*Task prompt*
Copy the listing verbatim, excluding any images found in it.

━━ Records for processing

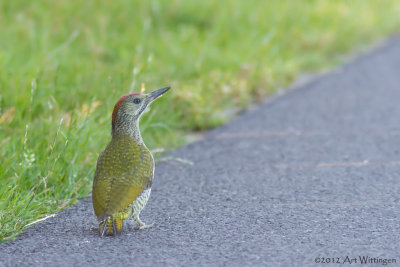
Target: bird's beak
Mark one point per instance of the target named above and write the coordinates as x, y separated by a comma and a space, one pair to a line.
157, 93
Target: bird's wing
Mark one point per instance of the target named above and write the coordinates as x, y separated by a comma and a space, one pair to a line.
124, 170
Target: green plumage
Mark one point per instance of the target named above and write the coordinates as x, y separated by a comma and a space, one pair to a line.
124, 171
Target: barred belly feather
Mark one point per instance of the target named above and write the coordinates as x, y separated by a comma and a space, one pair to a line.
138, 205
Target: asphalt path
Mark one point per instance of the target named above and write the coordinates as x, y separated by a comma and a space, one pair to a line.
309, 175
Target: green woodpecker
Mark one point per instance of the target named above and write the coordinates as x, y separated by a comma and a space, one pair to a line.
125, 169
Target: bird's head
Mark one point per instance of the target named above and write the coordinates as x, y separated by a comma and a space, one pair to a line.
132, 106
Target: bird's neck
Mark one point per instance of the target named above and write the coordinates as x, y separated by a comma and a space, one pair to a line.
129, 127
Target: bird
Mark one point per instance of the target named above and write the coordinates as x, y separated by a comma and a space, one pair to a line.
125, 169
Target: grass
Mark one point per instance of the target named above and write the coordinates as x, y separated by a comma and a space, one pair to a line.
63, 64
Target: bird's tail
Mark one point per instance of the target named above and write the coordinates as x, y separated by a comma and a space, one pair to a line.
111, 226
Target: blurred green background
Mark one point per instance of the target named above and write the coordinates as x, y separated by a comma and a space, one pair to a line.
63, 64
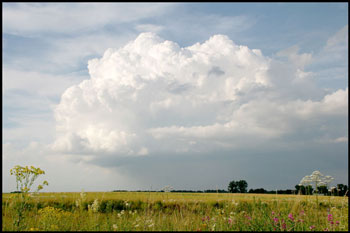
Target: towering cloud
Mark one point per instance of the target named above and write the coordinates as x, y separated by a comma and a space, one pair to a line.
152, 96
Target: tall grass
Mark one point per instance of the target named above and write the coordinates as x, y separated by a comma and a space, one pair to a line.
136, 211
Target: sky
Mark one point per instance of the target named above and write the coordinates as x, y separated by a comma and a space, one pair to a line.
139, 96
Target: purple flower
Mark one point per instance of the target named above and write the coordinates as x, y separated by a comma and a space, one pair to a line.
284, 226
290, 216
330, 217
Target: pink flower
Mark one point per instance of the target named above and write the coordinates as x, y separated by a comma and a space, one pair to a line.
284, 226
290, 216
330, 217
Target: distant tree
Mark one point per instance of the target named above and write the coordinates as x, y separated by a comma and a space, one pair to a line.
323, 189
242, 186
233, 187
341, 188
305, 190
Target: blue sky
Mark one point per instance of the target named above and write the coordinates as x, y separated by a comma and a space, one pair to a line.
278, 98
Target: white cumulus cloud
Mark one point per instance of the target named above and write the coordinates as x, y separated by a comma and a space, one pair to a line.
153, 96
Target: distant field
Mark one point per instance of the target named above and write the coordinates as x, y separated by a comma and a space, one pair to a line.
154, 211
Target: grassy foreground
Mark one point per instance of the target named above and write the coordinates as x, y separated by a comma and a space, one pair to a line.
159, 211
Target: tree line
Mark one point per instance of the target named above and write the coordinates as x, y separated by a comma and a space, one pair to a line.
241, 186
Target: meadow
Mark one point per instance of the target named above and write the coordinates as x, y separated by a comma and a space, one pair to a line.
167, 211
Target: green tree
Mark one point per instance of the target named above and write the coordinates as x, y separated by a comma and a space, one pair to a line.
25, 177
242, 186
233, 187
322, 189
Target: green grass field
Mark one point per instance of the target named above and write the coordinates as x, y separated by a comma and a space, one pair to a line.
162, 211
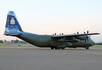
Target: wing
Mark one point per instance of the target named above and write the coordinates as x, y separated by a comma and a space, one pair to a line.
74, 35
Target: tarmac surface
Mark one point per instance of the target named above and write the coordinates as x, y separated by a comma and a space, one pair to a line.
30, 58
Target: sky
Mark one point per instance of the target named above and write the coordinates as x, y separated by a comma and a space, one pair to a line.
54, 16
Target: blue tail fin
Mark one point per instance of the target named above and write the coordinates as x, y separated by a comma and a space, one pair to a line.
12, 24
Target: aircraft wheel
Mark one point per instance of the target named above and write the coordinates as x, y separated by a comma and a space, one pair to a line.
57, 48
87, 48
63, 48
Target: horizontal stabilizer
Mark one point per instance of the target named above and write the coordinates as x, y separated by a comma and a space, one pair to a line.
74, 35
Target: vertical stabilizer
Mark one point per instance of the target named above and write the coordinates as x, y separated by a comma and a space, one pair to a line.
12, 24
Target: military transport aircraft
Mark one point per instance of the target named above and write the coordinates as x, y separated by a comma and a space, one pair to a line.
13, 28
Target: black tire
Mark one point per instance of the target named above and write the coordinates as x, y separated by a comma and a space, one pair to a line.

━━━━

*Task response*
Target: bird's beak
Mark one point per instance of the target named above and write the coordinates as x, y separated by a comma and a space, one pair to a line.
157, 93
Target: bird's wing
Mark one point per instance of the target named above and write the coordinates as x, y separated by a comma and a space, one pair to a line.
124, 170
Target: green plumage
Mark one point per instance of the target named above and write the coordinates as x, y separated by a comma and a space, one pair to a line.
124, 171
Target: barred belly feather
Mark one point per instance of the target named above and write the coordinates as x, y separated by a comma and a space, one pair to a line.
138, 205
Target: asphalt path
Mark one point per instance of the target named above and write the coordinates as x, y separated by a comma and a space, one pair to a line.
309, 175
Target: green woodpecker
Mark one point per instance of the target named above and write the coordinates as x, y separated by a comma and a space, one pair to a line.
125, 169
Target: bird's head
Mark one point per instance of the target named above and write the coordinates as x, y separated by a comma and a space, one pair to a line.
132, 106
Target: bird's neck
Mark one point per instance of the target named above and write the coordinates as x, y separated by a comma and a space, one pair to a line.
129, 127
Target: bird
Mark one point per instance of the target named above and write the coordinates as x, y separated by a comma and a space, one pair to a line.
125, 169
Target: grass
Mark one point per instance of the target named above and write the coordinates as x, y separated by a comma and a space, one pair to a line.
63, 64
Target: bird's tail
Mark one point per instance of the target named above and write the coordinates as x, y separated by a comma and a space, one pair to a line.
111, 226
Target: blurred green background
Mark one point per instance of the target named above and write the coordinates as x, y separated by a comma and a space, one pair to a line.
63, 64
Target: towering cloud
Mark one point per instance of the target named above and write the coordinates as x, y separated by a comma and a space, one pair to a line.
152, 96
Target: tall grass
Mark one point per instance of the target named above and write the coordinates as x, y separated by a comma and a space, one pair to a line.
136, 211
Target: sky
Mark one point per instance of the target named above and write the coordinates as x, y separated by a comma and a space, one pair to a line.
139, 96
Target: purple flower
Mark one point per instance of the target named above and write the coordinates as x, y separated by a comma and a space, one pair to a line.
284, 226
290, 216
330, 217
Target: pink flower
Mark one point per instance of the target named above and write the coordinates as x, y separated by a comma and a space, one pair to a line.
284, 226
290, 216
330, 217
Target: distant tree
Mark one point per instance of the target named above and write the coordinates as x, y separated by a comma and a space, one pair to a line.
323, 189
242, 186
233, 187
341, 188
305, 190
Target: blue sky
Mark one point per instance of the target named above and write the coordinates as x, y separated by a comma and a space, one pair to a line.
278, 98
Target: white cumulus cloud
Mark one point per instance of the target named above and write the coordinates as x, y separated by a comma and a space, one pair to a line.
153, 96
Target: distant field
Mark one point per instance of the target named above and write the coordinates as x, y separated by a comma and a space, one pair to a line.
154, 211
Target: grassy foreground
Mark one point per instance of the target named above and write the coordinates as x, y separated by a comma and a space, one pair to a line.
159, 211
Target: tree line
Mark one point per instance of the target named above and write the coordinates as x, y separated by a comma and a space, one pair to a line.
241, 186
Target: meadow
Mark one point per instance of the target named above and write the coordinates as x, y separated by a comma and a space, one pair to a line.
167, 211
Target: green tree
Mark one point per instance of the target named above and write the coordinates as x, y separated by a comma and a space, one pair to a line.
25, 177
242, 186
233, 187
322, 189
Target: green grass field
Mark one point per instance of the target named above and write the coordinates as x, y separated by a comma and a space, one pair to a line.
162, 211
Target: wing
Mark one point per instance of the target named above and write the coordinates as x, y separated by a comma and a space, one pair to a line.
74, 35
Target: tarmac surface
Mark one point per instance of the target named above and write the coordinates as x, y separated by a comma and a space, one pair to a line.
30, 58
Target: sky
Mark one point per instance of the target named above and write the coordinates as x, y separated by a comma and a space, one pair to a line.
54, 16
Target: blue tail fin
Mark one point per instance of the target named above and write the coordinates as x, y separated by a comma and a space, one pair to a line.
12, 24
Target: aircraft wheel
Mark one point per instance of the target named above and write the coordinates as x, y separated by a comma and a space, one pair to a line.
57, 48
87, 48
63, 48
Target: horizontal stabilizer
Mark one point per instance of the target named above and write the coordinates as x, y separated by a comma and a space, one pair to a line.
74, 35
Target: vertical stabilizer
Mark one point per instance of the target named above and write the coordinates as x, y separated by a comma and a space, one pair to a line.
12, 24
Target: military transport aircraft
Mark one point per instance of the target named above and write the coordinates as x, y separated by a comma and a space, one pair to a line.
13, 28
Target: black tire
Mark one point per instance of the target named above and write the coordinates as x, y separated by a comma and a space, one pair to a line.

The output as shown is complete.